═════ Exercise data ═════

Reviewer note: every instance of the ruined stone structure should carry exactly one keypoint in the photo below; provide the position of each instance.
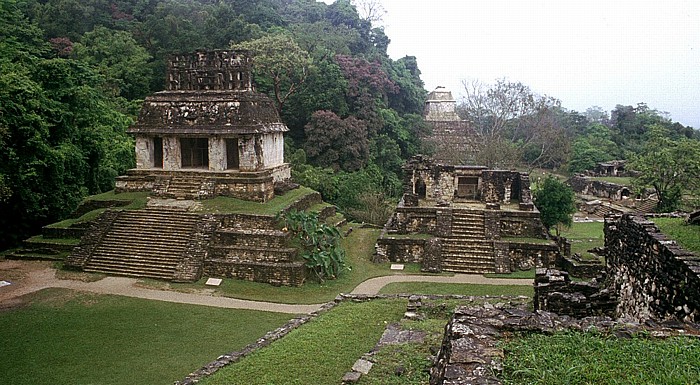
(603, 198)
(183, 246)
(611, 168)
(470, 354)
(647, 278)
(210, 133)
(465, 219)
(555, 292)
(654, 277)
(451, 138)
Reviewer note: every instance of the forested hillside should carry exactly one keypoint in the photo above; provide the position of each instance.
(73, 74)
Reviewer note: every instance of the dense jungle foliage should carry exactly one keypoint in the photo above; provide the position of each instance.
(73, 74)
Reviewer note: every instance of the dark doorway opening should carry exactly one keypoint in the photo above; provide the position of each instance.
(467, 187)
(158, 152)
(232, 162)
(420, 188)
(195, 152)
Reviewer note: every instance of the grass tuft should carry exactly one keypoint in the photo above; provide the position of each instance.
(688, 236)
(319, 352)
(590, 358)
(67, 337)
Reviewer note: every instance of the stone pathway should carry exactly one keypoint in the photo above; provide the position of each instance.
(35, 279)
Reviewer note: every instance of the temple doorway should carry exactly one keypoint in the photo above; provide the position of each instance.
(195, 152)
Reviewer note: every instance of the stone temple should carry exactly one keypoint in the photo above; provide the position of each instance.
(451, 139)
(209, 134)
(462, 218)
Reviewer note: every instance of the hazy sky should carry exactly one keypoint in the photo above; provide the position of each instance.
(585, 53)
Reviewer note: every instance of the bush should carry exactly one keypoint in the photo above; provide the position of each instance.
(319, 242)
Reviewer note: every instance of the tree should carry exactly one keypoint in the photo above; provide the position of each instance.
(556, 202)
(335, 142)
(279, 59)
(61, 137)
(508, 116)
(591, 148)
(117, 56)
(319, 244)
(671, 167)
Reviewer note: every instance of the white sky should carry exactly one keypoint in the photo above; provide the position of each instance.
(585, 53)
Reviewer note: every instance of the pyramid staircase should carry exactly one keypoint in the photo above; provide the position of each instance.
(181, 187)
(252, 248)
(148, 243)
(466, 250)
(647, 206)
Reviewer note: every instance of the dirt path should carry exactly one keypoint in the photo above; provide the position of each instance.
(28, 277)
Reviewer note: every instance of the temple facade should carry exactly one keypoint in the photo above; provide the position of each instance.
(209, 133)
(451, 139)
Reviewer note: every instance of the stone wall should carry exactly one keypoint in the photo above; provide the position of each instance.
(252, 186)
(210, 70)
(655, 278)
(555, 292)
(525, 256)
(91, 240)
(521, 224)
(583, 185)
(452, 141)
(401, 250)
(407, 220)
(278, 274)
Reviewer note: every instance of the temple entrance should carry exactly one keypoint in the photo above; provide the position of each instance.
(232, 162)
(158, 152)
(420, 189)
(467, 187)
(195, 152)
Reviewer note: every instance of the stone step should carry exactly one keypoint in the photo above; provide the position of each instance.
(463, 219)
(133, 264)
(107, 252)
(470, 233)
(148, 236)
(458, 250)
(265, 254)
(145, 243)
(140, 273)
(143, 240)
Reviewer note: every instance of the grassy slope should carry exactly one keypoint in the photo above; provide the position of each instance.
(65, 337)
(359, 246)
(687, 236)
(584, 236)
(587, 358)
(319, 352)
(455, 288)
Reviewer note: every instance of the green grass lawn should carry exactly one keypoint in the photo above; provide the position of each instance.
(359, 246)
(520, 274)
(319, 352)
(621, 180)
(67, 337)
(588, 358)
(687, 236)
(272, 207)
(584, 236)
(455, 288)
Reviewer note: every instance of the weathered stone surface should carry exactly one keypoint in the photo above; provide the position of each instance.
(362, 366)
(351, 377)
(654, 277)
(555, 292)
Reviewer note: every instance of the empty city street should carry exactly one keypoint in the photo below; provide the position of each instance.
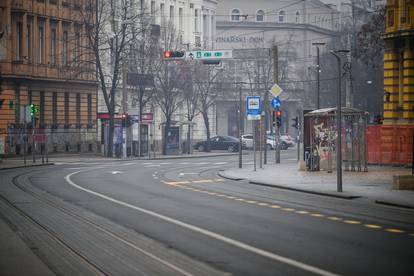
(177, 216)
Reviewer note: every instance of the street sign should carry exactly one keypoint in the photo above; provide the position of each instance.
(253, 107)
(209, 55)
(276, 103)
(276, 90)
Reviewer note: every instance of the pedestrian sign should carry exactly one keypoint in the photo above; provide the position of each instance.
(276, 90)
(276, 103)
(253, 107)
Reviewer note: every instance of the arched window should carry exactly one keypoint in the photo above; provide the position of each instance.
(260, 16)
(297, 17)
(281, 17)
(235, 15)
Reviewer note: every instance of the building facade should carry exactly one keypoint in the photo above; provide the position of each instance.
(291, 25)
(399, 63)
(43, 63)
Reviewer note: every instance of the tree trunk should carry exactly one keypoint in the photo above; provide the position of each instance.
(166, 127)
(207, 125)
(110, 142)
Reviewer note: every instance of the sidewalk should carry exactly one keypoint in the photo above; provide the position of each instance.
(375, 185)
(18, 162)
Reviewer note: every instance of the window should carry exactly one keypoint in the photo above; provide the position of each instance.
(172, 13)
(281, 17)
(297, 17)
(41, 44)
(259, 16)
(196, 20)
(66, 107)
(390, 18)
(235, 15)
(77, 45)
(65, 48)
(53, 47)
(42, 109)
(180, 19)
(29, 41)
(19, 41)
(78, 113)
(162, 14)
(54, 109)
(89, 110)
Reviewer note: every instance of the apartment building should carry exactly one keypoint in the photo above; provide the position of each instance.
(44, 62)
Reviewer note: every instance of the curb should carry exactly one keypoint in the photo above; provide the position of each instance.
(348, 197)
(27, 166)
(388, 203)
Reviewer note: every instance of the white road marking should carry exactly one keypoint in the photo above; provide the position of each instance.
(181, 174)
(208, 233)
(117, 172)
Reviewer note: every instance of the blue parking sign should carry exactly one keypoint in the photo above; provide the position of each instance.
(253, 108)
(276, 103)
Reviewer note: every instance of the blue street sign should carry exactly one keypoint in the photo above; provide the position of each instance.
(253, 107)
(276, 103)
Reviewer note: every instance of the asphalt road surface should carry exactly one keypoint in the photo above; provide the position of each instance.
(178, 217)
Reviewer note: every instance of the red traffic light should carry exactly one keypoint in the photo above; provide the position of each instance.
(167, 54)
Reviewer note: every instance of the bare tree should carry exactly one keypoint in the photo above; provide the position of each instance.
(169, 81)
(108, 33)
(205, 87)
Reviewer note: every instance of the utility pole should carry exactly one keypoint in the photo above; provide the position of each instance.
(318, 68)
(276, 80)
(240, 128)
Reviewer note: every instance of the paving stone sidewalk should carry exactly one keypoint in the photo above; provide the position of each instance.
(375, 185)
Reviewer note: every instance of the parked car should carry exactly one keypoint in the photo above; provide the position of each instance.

═════

Set task:
Output all of the data exactly as it stands, minus any images.

Result of this task:
Reviewer note: every instance of the ruined stone structure should carry exactly one keypoint in the photo below; provide the position of each instance.
(603, 198)
(183, 246)
(611, 168)
(470, 354)
(647, 278)
(210, 133)
(465, 219)
(555, 292)
(654, 277)
(451, 138)
Reviewer note: every instance of the forested hillside should carry exactly one keypoint in the photo above; provide the position of each instance.
(73, 74)
Reviewer note: every instance of the dense jungle foliage should carry exactly one keypoint in the photo above; provide the position of each instance.
(73, 74)
Reviewer note: every instance of the dark doorway opening should carry exactly one keypoint in the photo above; provide the position of each instance.
(467, 187)
(158, 152)
(232, 162)
(420, 188)
(195, 152)
Reviewer note: every instance of the grass tuft should carry exactly one keypoint in the photo above; provide the position of each instance.
(688, 236)
(319, 352)
(590, 358)
(67, 337)
Reviewer note: every instance of the stone pathway should carry exactly one keypoint in the photo above; provide the position of each instance.
(35, 279)
Reviewer note: every instance of the temple doorway should carry exactly one keypoint in the photo above; provide the position of each instance.
(195, 152)
Reviewer note: every instance of the stone temple should carry exactly one keypoint in the photo above; provide the position of each instance.
(451, 139)
(209, 134)
(462, 218)
Reviewer note: every instance of the hazy sky should carry exactly one keypoint in the photo above; provide the position of each instance.
(585, 53)
Reviewer note: every instance of the bush should carry exactly one keypoint in the photo above; provide the position of each instance.
(319, 242)
Reviewer note: every instance of the tree should carry exactly one keypoint in the photo above; provide the position of each instance.
(556, 202)
(335, 142)
(279, 59)
(61, 137)
(508, 116)
(591, 148)
(117, 56)
(319, 244)
(671, 167)
Reviewer note: every instance of the white sky should carry exactly one keypoint in the photo above; provide the position of each instance.
(585, 53)
Reviewer note: every instance of the pyramid staircase should carry exactly one keypoint in the photo above; provide the position of each instance.
(181, 187)
(252, 248)
(148, 243)
(466, 250)
(647, 206)
Reviewer note: every instance of the dirt path should carry exactly one keypoint in the photo above; provide the position of each instance.
(28, 277)
Reviewer note: every instance of the temple facade should carry exactly one keypoint in the photo above; provide the position of each instance.
(209, 133)
(451, 139)
Reviewer note: every instance of the stone wall should carry exactly one keypoint in the photo above; provide the position of each instance.
(252, 186)
(210, 70)
(655, 278)
(555, 292)
(525, 256)
(91, 240)
(521, 224)
(583, 185)
(452, 141)
(401, 250)
(407, 220)
(278, 274)
Reviewer note: every instance of the temple entrance should carry exactly one keypoint in the photo above; provide the position of each instance.
(232, 162)
(158, 152)
(420, 189)
(467, 187)
(195, 152)
Reviewer note: every instance of the stone step should carry exactly one keypoint in the photo above; provide the position of each instance.
(463, 219)
(133, 264)
(107, 252)
(470, 233)
(148, 236)
(458, 250)
(265, 254)
(145, 243)
(140, 273)
(143, 240)
Reviewer note: every instance of the grassy slope should carry exactly one keypoint in the photo above; provide the position of each instance.
(65, 337)
(359, 246)
(687, 236)
(584, 236)
(587, 358)
(319, 352)
(455, 288)
Reviewer note: every instance of the green grass lawn should carry exactly one keypoint in the photo above; provide the position of each instance.
(359, 246)
(520, 274)
(319, 352)
(621, 180)
(67, 337)
(588, 358)
(687, 236)
(272, 207)
(584, 236)
(455, 288)
Reviewer note: every instance of the weathered stone surface should carry exactly one keypoint in the photo above; provide the position of each instance.
(362, 366)
(351, 377)
(654, 277)
(555, 292)
Reviewer note: every instance of the empty city street should carry exactly one keypoint in the photo below; provide the position of each instance.
(177, 216)
Reviewer note: every instance of the street sign should carry exactly one keypoint in the photo above; provide the position of each instance.
(253, 107)
(209, 55)
(276, 103)
(276, 90)
Reviewer note: every instance of the pedestrian sign should carry exactly one keypoint in the photo above; provide the position of each instance.
(276, 90)
(276, 103)
(253, 107)
Reviewer note: every instance of the arched window should carry exactly one keypoint in the photo above; provide the position of each instance.
(260, 16)
(297, 17)
(281, 17)
(235, 15)
Reviewer note: every instance of the building facade should carry exactly one keypoint in the photo above; provide the position of each instance.
(291, 25)
(399, 63)
(43, 63)
Reviewer note: every instance of the tree trunk should carry exactly one keypoint in the photo above; provide the position of each instance.
(166, 127)
(207, 125)
(110, 142)
Reviewer note: every instance of the sidewalk should carry exactly one keypoint in the photo above; provide the position of each instance.
(375, 185)
(18, 162)
Reviewer note: every instance of the window should carry exactly one keypoint in the photo above; provide the position of each instance.
(172, 13)
(281, 17)
(297, 17)
(41, 44)
(259, 16)
(196, 20)
(66, 107)
(390, 18)
(235, 15)
(77, 45)
(65, 48)
(53, 47)
(42, 109)
(180, 19)
(29, 41)
(19, 41)
(78, 113)
(162, 14)
(54, 109)
(89, 110)
Reviewer note: every instance of the apartment building should carry exactly one keypoint in the photo above; provide the position of each instance.
(44, 62)
Reviewer note: every instance of the curb should carry exactly one keypoint in the photo above; provide the position of each instance.
(348, 197)
(27, 166)
(388, 203)
Reviewer note: every instance of the white road marking should carry exactly one keypoint in the photo above; provide the position of each instance.
(181, 174)
(208, 233)
(117, 172)
Reviewer note: every instance of the blue parking sign should carry exactly one keypoint in the photo above; provide the position of each instance.
(253, 108)
(276, 103)
Reviewer note: every instance of the blue street sign should carry exactly one keypoint in the photo above; provide the position of each instance.
(253, 107)
(276, 103)
Reviewer note: every instance of the asphalt road surface should carry exactly one keypoint in the photo above; provide the position of each instance.
(178, 217)
Reviewer note: every instance of the red traffic light should carry exactly one keypoint in the photo above; provide the position of each instance.
(167, 54)
Reviewer note: every instance of the bare tree should carry exactly one keypoint in the photo above; provide the position of each instance.
(169, 81)
(108, 33)
(205, 87)
Reviewer note: every instance of the utility pole should carry exactly one keypoint in the photo above; provide the position of each instance.
(318, 68)
(276, 80)
(240, 128)
Reviewer note: every instance of the paving stone sidewalk should carry exactly one keypoint in the photo above; provide the position of each instance.
(375, 185)
Reviewer note: every instance of the parked car should carry exactly one keypoint in the photo above; provide the position of each instance.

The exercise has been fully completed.